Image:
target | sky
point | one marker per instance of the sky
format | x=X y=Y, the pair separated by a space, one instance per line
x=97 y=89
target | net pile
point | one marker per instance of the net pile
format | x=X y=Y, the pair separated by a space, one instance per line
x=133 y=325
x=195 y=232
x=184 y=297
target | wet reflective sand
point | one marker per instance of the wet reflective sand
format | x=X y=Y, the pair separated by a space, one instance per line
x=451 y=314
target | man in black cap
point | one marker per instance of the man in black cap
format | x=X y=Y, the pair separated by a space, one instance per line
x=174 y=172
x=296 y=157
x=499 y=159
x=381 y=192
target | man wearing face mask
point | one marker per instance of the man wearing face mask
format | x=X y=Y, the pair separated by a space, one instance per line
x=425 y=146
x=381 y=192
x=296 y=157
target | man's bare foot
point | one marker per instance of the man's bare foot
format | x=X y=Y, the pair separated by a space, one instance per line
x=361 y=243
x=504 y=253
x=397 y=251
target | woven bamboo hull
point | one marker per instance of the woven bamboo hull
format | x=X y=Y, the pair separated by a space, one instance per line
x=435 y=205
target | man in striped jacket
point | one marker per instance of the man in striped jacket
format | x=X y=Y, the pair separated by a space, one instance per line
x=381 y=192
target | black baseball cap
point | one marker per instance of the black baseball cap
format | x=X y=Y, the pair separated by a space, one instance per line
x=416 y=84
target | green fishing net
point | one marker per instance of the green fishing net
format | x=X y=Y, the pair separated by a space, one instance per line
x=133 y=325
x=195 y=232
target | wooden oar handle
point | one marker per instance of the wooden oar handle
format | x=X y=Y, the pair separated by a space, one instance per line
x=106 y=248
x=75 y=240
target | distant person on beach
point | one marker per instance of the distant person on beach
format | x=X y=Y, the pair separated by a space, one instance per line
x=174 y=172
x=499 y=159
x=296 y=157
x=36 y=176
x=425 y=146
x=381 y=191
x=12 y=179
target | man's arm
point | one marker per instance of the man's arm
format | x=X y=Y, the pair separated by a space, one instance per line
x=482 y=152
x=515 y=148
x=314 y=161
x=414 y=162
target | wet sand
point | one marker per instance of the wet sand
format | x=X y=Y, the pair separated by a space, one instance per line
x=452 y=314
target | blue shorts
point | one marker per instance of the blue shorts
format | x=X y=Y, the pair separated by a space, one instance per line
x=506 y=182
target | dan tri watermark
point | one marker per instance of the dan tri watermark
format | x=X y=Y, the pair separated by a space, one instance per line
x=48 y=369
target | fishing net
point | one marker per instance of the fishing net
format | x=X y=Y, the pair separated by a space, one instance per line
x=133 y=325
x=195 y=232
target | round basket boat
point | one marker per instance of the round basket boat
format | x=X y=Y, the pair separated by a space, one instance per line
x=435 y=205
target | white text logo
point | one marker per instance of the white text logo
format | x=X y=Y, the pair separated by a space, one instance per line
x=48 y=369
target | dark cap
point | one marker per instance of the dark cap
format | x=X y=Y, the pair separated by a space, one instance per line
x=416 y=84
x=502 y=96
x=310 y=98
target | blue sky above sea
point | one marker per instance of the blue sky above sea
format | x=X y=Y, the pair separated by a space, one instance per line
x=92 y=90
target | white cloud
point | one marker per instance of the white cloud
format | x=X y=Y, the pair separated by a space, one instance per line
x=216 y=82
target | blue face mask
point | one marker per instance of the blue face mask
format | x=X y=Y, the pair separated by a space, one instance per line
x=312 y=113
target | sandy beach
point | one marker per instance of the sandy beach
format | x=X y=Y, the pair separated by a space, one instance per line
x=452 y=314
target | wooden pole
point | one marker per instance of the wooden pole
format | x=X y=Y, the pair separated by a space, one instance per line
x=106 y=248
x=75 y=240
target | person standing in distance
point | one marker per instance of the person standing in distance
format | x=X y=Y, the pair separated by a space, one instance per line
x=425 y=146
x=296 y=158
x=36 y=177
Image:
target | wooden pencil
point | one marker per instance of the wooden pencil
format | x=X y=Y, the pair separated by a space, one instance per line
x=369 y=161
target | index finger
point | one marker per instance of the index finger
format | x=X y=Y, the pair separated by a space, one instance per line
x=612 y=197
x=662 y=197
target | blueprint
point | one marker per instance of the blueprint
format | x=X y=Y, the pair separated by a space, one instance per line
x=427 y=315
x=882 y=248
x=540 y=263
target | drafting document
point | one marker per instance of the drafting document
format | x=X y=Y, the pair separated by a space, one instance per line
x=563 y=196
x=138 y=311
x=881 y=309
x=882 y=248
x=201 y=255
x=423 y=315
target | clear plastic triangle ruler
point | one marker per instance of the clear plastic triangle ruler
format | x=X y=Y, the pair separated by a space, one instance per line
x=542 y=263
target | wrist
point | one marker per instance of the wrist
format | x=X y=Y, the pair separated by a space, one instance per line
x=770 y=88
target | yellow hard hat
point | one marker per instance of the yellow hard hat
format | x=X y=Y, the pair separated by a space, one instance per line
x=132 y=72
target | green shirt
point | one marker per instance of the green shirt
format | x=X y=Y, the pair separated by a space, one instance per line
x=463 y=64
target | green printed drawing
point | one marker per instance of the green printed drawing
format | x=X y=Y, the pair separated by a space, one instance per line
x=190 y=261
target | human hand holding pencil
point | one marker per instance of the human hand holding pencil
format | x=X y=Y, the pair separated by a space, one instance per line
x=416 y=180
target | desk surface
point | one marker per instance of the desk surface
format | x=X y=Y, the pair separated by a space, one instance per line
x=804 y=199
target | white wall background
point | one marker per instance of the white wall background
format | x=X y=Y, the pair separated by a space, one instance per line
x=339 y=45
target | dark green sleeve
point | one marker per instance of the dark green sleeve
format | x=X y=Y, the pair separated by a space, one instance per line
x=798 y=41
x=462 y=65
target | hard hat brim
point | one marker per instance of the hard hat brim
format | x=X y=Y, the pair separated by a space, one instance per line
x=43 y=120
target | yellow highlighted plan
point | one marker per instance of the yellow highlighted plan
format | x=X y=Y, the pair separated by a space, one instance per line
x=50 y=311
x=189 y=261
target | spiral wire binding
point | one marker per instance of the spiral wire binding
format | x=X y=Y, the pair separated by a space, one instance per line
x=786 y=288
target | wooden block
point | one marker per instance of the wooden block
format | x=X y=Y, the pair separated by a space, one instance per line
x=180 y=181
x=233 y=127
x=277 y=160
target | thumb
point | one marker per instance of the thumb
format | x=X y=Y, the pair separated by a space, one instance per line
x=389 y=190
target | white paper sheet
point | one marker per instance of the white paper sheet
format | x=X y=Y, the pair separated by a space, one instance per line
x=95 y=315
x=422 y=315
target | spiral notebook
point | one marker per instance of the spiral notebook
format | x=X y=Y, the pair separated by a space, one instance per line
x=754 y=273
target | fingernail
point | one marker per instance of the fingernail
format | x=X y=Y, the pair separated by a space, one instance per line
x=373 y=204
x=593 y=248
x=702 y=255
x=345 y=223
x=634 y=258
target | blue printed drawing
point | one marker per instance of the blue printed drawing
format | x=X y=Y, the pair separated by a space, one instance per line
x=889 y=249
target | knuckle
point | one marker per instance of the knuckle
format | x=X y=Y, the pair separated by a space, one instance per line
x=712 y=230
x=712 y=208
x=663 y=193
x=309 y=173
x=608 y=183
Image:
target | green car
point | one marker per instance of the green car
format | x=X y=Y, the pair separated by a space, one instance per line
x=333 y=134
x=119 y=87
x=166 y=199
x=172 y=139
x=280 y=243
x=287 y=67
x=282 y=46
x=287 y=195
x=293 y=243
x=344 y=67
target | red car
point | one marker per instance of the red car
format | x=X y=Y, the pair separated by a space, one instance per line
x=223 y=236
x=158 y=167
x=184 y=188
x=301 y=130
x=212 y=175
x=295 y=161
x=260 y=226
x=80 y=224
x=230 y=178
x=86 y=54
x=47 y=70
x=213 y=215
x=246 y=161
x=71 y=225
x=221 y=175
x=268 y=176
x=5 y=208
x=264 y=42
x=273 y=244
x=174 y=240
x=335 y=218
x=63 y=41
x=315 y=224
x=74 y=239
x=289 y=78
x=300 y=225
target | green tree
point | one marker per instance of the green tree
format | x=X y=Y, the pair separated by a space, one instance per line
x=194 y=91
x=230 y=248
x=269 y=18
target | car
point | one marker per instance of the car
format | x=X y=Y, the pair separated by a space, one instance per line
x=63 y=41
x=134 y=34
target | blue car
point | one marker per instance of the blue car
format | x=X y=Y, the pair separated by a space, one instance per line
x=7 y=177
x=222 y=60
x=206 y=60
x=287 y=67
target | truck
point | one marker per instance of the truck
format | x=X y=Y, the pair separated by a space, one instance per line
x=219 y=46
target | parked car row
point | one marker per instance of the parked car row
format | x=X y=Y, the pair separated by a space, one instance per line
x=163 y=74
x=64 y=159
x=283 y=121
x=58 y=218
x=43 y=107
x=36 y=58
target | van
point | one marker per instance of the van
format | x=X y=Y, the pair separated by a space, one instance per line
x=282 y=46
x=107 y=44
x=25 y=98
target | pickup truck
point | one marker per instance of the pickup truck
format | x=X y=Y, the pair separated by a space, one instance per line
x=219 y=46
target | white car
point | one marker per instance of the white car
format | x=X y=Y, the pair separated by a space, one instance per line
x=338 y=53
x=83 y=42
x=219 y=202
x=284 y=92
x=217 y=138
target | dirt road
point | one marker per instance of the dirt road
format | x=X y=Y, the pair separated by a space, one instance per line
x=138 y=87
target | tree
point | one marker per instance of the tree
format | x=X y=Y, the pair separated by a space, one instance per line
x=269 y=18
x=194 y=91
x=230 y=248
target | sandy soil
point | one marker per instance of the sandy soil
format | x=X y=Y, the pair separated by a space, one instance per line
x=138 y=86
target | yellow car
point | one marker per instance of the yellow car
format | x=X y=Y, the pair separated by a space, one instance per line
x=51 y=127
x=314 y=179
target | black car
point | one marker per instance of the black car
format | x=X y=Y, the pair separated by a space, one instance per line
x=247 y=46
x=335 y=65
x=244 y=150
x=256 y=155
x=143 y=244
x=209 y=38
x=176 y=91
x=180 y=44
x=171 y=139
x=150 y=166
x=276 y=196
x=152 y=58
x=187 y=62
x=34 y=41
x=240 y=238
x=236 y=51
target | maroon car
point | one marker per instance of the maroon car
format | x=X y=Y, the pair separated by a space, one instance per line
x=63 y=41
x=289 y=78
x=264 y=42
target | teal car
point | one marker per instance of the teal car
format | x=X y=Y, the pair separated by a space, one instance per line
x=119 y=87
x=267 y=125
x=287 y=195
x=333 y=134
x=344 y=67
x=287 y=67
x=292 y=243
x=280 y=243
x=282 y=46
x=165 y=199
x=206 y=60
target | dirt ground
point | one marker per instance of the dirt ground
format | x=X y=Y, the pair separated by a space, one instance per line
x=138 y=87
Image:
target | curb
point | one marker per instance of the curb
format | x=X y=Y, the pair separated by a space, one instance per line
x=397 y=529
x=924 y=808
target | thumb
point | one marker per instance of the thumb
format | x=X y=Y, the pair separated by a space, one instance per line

#####

▸ Job
Copy everything in the listing from the line containing "target | spiral notebook" down to the line containing "x=634 y=258", changing "fingernail" to "nail" and leaving the rest as it is.

▸ Output of the task
target | spiral notebook
point | one marker per instance of the spiral notebook
format | x=X y=Y, the pair separated by a space, one instance per line
x=754 y=273
target | nail
point | one marker per instance of the nail
format | x=X y=Y, the pair separated by a space, one instance per line
x=373 y=204
x=593 y=248
x=702 y=255
x=345 y=223
x=634 y=258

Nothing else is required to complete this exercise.